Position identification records
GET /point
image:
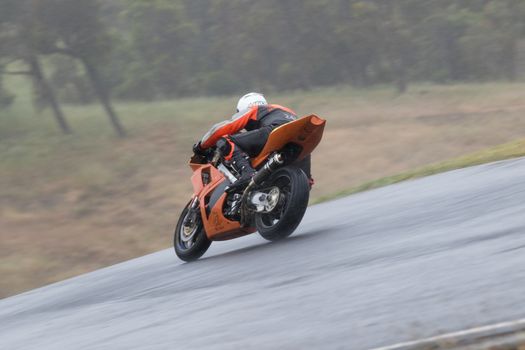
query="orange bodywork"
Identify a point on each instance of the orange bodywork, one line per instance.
(305, 132)
(217, 227)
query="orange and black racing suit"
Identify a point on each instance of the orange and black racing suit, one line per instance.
(258, 121)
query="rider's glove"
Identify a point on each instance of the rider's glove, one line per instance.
(198, 150)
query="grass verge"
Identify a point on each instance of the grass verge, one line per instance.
(505, 151)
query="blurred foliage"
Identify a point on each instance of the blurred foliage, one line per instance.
(151, 49)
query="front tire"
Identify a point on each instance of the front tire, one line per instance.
(192, 244)
(284, 219)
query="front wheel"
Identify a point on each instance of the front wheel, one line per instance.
(285, 217)
(190, 241)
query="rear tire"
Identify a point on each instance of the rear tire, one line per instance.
(198, 245)
(284, 219)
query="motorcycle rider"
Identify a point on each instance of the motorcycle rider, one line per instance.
(258, 118)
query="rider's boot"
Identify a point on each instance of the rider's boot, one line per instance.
(241, 163)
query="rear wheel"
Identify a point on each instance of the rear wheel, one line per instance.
(190, 242)
(293, 199)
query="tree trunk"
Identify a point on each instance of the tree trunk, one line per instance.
(103, 96)
(49, 95)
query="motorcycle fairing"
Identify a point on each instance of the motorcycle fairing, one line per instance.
(305, 132)
(211, 203)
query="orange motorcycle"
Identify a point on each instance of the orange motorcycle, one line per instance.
(273, 203)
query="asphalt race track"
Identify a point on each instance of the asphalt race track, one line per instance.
(408, 261)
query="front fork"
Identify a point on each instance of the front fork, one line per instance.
(189, 219)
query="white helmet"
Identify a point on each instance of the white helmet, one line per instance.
(250, 100)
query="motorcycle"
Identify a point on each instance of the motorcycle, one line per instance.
(273, 203)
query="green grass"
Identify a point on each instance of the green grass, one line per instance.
(505, 151)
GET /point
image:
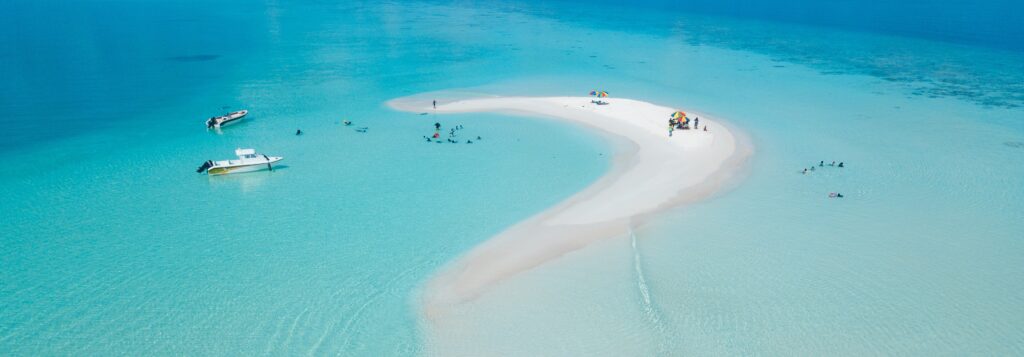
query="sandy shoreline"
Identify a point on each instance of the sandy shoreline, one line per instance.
(650, 172)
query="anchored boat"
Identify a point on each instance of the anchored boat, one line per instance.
(248, 161)
(217, 122)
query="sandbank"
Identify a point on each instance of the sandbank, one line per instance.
(650, 172)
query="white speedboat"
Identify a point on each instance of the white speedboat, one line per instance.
(217, 122)
(248, 161)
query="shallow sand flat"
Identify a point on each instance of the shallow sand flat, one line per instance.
(650, 172)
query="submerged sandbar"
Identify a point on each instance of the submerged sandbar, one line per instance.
(650, 172)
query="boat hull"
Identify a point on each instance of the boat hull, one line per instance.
(239, 169)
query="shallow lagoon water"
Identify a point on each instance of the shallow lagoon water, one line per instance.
(112, 244)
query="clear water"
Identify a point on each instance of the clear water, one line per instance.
(112, 244)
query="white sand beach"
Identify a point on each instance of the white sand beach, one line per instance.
(650, 172)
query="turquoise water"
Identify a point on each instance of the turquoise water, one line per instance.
(112, 244)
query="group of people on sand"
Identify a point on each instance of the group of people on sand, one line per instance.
(684, 124)
(821, 164)
(453, 134)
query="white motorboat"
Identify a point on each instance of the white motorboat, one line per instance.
(217, 122)
(248, 161)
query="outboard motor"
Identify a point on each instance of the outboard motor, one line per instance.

▶ [WHAT IS NEEDED]:
Quote all of the entries word for word, omitting any pictures.

▶ [WRITTEN REPLY]:
GET /point
image:
query="orange bodywork"
Identify a point on each instance of the orange bodywork, one line per instance.
(305, 132)
(217, 227)
query="orange and black racing suit"
Identify a point on each instance of the orange and black racing suit, one line per instance.
(258, 121)
query="rider's glove"
Identify a point on each instance of the rider's glove, one line per instance.
(198, 150)
query="grass verge"
Identify a point on each instance of the grass verge, one line per instance.
(505, 151)
query="blurred foliage"
Identify a point on each instance of the blurred foliage, one line per instance.
(151, 49)
query="front tire"
Identify a point on each instance of the front tire, one line per instance.
(192, 244)
(284, 219)
query="front wheel"
Identify a point on each instance of the front wheel, one line per instance.
(285, 217)
(190, 241)
query="rear tire"
Identify a point on each instance of the rear tire, one line per instance.
(198, 245)
(284, 219)
query="motorcycle rider"
Identify a point on each instance of the motorcycle rider, one line per instance.
(258, 118)
query="rider's boot"
Identify a point on each instance of the rider's boot, one line per instance.
(241, 163)
query="rear wheel"
Identify a point on each instance of the rear wheel, one line per instance.
(190, 242)
(293, 199)
query="tree trunk"
Identify a point on each instance of the tree trunk, one line per instance.
(103, 96)
(49, 95)
query="motorcycle fairing"
Identify a point on each instance of the motorcycle fairing, one line per instance.
(305, 132)
(211, 203)
query="orange motorcycle"
Identify a point on each instance of the orange motorcycle, one line per instance.
(273, 203)
query="asphalt race track"
Identify a point on each instance of the asphalt race track, one line per instance.
(408, 261)
query="front fork"
Identify a point on each instance of the front fork, one line per instance.
(189, 219)
query="white helmet"
Identify a point on each instance of the white helmet, one line per instance.
(250, 100)
query="motorcycle"
Identify a point on each instance of the motorcycle, one line per instance.
(273, 203)
query="green grass"
Identify a point on each instance of the green grass, one line per instance.
(505, 151)
GET /point
image:
query="sandy shoreline"
Identify a point on each instance of the sandy shoreline, one line per instance.
(650, 172)
query="anchored boat"
Identify a point on each instance of the anchored boat, one line per instance.
(248, 161)
(217, 122)
query="sandbank"
Identify a point on each instance of the sandbank, one line per instance.
(650, 172)
query="white speedboat"
Identify a point on each instance of the white speedboat, one line per instance.
(217, 122)
(248, 161)
query="shallow sand flat"
Identify a point on each instance of the shallow sand flat, one line per instance.
(650, 172)
query="submerged sandbar"
Identify a point on each instance of the submerged sandbar, one line per instance.
(650, 172)
query="boat hull"
Identify a point on each instance of the boat hull, one line per instance.
(239, 169)
query="shallow lagoon water"
Identify a point on each instance of the shallow lagoon water, one line per instance.
(112, 244)
query="clear water"
Identify a point on each instance of the clear water, one line per instance.
(112, 244)
query="white sand beach"
Identify a point on each instance of the white sand beach, one line per instance.
(650, 172)
query="turquoise water"
Identify a point on each instance of the turquoise water, one line per instance.
(112, 244)
query="group of people on sand"
Identify a point on each instance of the group of people on sand, one line per instance.
(684, 124)
(821, 164)
(453, 134)
query="white motorboat"
Identify a point on each instance of the white motorboat, one line per instance.
(217, 122)
(248, 161)
query="outboard motor"
Identify a point on each instance of the outboard motor, one line per instance.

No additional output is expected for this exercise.